- _TASK REQUIREMENTS_
Emit only the lines from the line containing "Mark every instance of the dark water" through the last line of the entries, unchanged.

- _AVAILABLE DATA_
►
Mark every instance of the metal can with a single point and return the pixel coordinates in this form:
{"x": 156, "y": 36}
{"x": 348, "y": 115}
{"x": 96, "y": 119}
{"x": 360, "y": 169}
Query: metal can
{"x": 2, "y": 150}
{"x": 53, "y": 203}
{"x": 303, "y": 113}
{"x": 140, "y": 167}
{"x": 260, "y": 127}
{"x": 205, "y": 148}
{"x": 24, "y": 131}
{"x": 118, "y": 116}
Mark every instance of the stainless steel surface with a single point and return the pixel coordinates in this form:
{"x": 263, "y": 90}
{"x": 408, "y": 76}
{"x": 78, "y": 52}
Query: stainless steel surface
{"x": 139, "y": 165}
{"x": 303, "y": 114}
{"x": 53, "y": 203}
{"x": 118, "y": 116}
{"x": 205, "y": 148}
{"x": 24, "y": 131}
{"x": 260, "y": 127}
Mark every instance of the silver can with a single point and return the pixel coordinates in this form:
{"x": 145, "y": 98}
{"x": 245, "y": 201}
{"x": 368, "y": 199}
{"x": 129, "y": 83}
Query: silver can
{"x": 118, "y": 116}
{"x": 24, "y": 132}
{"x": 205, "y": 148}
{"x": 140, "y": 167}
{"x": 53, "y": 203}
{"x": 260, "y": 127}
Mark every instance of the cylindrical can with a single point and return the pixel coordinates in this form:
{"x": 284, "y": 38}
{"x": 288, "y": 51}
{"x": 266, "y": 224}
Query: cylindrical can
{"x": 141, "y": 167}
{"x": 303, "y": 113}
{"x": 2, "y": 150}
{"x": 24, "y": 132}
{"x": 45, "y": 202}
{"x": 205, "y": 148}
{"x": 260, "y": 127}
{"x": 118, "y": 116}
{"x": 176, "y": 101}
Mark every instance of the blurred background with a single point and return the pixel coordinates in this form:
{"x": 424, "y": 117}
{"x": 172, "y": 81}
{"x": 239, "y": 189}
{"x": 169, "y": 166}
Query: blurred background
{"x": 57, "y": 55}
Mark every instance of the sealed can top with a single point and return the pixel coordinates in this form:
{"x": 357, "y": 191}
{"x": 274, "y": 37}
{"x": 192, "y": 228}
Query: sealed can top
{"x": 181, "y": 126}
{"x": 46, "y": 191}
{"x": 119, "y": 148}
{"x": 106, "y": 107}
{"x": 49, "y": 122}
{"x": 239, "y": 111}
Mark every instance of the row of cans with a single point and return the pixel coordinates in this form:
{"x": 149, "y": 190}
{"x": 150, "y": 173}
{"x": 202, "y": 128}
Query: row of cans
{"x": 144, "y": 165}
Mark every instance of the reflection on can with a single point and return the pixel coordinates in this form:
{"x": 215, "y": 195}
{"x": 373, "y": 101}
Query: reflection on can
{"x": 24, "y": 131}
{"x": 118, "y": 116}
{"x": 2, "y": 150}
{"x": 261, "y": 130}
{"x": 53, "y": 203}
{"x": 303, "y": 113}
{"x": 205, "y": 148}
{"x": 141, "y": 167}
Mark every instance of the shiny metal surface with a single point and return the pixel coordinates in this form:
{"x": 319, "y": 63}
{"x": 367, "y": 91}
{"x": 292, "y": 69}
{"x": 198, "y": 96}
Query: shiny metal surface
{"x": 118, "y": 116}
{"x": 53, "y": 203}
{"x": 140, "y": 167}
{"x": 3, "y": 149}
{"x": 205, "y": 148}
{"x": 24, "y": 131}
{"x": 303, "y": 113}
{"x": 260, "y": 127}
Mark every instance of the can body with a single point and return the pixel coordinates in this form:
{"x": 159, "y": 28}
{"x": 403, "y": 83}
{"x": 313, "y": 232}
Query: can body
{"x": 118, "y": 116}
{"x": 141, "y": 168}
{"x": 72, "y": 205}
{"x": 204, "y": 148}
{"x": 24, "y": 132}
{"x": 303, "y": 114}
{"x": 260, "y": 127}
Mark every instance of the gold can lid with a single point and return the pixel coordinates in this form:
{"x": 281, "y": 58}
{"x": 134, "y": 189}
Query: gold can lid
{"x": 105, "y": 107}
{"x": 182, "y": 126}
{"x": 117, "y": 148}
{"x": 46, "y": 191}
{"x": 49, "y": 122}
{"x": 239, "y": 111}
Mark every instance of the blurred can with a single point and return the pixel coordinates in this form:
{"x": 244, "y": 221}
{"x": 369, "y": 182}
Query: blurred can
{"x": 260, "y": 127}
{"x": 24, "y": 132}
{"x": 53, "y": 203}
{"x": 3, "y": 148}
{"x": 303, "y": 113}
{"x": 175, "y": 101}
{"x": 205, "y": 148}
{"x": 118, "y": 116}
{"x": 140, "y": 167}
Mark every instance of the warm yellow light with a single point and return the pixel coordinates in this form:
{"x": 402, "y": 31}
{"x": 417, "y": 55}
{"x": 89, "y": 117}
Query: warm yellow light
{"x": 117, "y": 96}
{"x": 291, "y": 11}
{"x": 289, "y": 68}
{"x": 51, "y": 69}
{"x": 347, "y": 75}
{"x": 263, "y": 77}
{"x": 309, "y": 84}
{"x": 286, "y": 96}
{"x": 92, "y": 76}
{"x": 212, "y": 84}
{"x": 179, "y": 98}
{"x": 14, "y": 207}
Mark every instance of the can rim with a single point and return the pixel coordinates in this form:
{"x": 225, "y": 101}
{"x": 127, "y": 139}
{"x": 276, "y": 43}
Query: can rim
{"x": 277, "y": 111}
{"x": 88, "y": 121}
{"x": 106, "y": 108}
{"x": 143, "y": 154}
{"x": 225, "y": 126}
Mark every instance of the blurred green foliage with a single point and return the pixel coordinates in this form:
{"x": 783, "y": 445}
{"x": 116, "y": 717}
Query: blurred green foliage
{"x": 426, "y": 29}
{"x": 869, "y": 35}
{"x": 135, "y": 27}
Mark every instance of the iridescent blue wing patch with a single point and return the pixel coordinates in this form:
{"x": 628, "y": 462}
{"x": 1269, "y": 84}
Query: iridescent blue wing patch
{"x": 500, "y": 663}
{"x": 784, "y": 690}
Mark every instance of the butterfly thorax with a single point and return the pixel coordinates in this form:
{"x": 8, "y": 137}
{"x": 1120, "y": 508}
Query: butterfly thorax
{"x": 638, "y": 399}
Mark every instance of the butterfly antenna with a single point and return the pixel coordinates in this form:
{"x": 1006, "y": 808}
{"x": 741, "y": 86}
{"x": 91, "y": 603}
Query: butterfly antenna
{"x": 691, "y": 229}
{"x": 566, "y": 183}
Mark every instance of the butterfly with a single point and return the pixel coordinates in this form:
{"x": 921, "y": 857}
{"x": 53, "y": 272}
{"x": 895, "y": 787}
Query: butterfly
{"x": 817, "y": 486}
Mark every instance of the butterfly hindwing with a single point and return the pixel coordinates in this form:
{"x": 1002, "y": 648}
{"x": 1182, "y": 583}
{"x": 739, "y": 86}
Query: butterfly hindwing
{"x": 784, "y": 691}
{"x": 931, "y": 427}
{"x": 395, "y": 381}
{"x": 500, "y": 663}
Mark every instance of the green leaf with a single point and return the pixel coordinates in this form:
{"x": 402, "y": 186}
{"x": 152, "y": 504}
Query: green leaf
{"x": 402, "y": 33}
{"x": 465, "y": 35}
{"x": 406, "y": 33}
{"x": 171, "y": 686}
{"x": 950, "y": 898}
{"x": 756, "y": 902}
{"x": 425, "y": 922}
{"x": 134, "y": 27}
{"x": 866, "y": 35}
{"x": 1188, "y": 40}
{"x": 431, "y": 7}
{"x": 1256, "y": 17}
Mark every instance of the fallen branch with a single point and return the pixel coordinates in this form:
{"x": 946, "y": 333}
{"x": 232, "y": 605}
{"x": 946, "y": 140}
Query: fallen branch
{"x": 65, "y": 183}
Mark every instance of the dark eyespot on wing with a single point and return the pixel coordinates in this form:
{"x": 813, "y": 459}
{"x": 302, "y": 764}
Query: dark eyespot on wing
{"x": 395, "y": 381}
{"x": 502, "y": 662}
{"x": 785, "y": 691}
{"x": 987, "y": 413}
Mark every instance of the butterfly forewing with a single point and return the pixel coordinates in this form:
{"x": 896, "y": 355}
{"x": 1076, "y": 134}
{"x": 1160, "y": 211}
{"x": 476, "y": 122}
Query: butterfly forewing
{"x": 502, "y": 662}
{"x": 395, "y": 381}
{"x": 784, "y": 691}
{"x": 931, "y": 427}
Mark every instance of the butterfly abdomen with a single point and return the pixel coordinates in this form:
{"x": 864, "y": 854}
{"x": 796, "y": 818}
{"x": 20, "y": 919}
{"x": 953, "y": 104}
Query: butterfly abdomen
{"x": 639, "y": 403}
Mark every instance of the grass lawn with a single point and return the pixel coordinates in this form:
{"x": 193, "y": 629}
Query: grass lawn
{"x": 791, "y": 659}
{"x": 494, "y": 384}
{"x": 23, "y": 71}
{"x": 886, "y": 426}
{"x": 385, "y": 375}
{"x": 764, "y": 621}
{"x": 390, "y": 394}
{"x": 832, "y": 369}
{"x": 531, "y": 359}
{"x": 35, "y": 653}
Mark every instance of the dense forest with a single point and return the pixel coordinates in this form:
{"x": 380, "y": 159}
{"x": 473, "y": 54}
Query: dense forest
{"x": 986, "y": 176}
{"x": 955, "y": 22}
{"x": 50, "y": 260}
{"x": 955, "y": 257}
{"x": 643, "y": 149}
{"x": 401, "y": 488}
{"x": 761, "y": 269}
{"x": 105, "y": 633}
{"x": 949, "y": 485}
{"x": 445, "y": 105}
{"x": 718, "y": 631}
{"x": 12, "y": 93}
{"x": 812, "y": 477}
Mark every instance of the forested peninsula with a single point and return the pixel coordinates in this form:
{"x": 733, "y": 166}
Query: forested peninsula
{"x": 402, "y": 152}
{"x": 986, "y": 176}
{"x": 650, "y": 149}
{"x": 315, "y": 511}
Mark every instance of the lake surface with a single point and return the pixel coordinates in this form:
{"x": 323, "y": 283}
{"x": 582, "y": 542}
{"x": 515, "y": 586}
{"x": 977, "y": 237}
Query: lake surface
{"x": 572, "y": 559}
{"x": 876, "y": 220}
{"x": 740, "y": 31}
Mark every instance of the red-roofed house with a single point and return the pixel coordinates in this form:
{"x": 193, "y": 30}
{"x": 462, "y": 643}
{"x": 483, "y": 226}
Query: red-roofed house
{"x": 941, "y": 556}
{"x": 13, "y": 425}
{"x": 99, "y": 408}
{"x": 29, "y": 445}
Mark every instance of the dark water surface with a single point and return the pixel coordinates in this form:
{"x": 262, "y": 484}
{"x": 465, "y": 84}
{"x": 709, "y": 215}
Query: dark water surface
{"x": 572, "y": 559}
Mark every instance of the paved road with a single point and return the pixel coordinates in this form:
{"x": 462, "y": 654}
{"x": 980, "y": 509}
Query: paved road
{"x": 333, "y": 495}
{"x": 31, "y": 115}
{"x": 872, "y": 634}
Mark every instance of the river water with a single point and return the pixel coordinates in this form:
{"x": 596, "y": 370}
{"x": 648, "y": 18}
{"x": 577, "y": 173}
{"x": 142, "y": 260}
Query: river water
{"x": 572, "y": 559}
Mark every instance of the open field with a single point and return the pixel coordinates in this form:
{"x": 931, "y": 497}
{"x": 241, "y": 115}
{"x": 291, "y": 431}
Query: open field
◄
- _RESPONSE FOR THIS EXERCISE_
Mark every instance of the dark water surface with a single point and return the pixel coordinates in this form:
{"x": 262, "y": 484}
{"x": 465, "y": 84}
{"x": 709, "y": 215}
Query: dark water surface
{"x": 572, "y": 559}
Mark every instance of the paved road with a single point and return the pixel coordinates in this form:
{"x": 462, "y": 654}
{"x": 980, "y": 509}
Query: paved road
{"x": 333, "y": 495}
{"x": 31, "y": 115}
{"x": 872, "y": 634}
Mark every instance of the river water with a single point and return the pixel coordinates in this form:
{"x": 596, "y": 370}
{"x": 648, "y": 18}
{"x": 577, "y": 173}
{"x": 142, "y": 260}
Query: river water
{"x": 572, "y": 559}
Mark every instance of the open field with a single point and return the pixel coordinates in this form:
{"x": 931, "y": 497}
{"x": 241, "y": 115}
{"x": 291, "y": 431}
Query: open field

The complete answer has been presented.